begin Selection
Whether you are an introvert setting boundaries can be a difficult conversation with a client but it is essential to the success of your business. Setting boundaries means allowing you the space to not only do the very best for your business, but for your client as well.

There is a quote from Brené Brown, in The Gifts of Imperfection, that demonstrates best why boundaries are “Life-Changing”: 

When we fail to set boundaries and hold people accountable, we feel used and mistreated. This is why we sometimes attack who they are, which is far more hurtful than addressing a behavior or a choice.”

Setting Boundaries essentially is a three-step process:

1. Decide what is appropriate and what isn’t when it comes to your clients and your workflow,

2. Communicate that with your clients,

And there is the essential step…

3. STICK to your Guns.

Now you might be asking, how do I figure out what I do and don’t need in my working life – how do I approach this with my client? 

Let’s expand on those 3 essential steps when it comes to setting boundaries with your clients as an Introvert.

Decide what is appropriate and what isn’t when it comes to your clients and your workflow.

What this means is – look at your values, how you work best, and what is happening recently that might be causing you stress – frustration – anger or making you feel overwhelmed in your business.

This could mean where your client is pushy with communication, not respecting your deadline requests (ETAs etc) or possibly trying to get you to do things that aren’t in your zone of genius just because you are “contracted” to them (i.e. you are a Systems Master and they want you doing cold calling to fill in the time.) 

Take stock in these scenarios and compare that to the agreement you have set with your clients. If you are seeing behavior that is infringing on this, then its time to start documenting examples and preparing for a conversation with your client.

As a Virtual Assistant, yes we are supporters of our client’s business but we are not employees. We have these agreements in place for a reason – it is our zone of genius as well this is the area that our clients needed our support in. 

How to Set Boundaries with Clients when you are an Introvert

Communicate those boundaries with your clients.
end Selection
begin Supplied entries
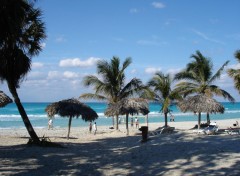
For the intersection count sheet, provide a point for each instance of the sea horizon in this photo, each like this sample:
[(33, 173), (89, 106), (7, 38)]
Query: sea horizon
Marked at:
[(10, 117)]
end Supplied entries
begin Supplied entries
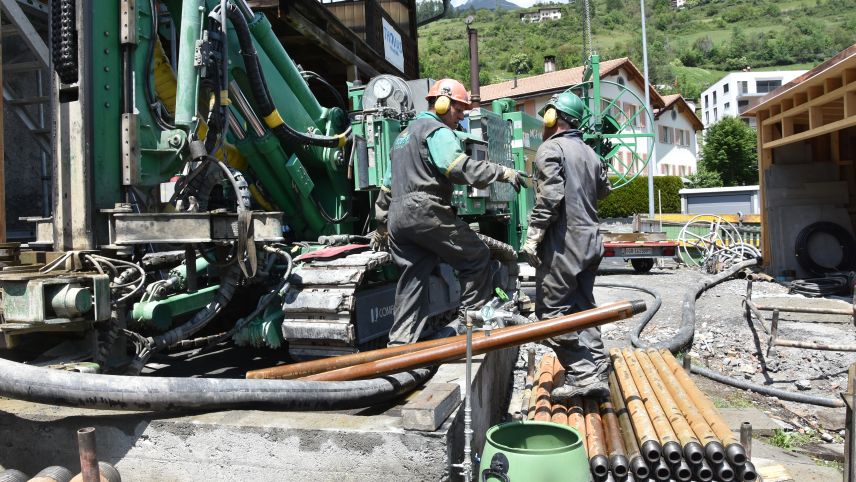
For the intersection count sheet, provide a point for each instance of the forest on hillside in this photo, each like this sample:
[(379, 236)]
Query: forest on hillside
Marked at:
end Supplied entries
**Directive 1:**
Answer these questions about the article on setting boundaries with clients:
(a) Which book contains the Brené Brown quote?
(b) What is the third step of the three-step process?
(c) What does the article say Virtual Assistants are not?
**Directive 2:** Transcribe the article on setting boundaries from "And there is" to "with my client?".

**Written response 1:**
(a) The Gifts of Imperfection
(b) Stick to your guns.
(c) Employees

**Written response 2:**
And there is the essential step…

3. STICK to your Guns.

Now you might be asking, how do I figure out what I do and don’t need in my working life – how do I approach this with my client?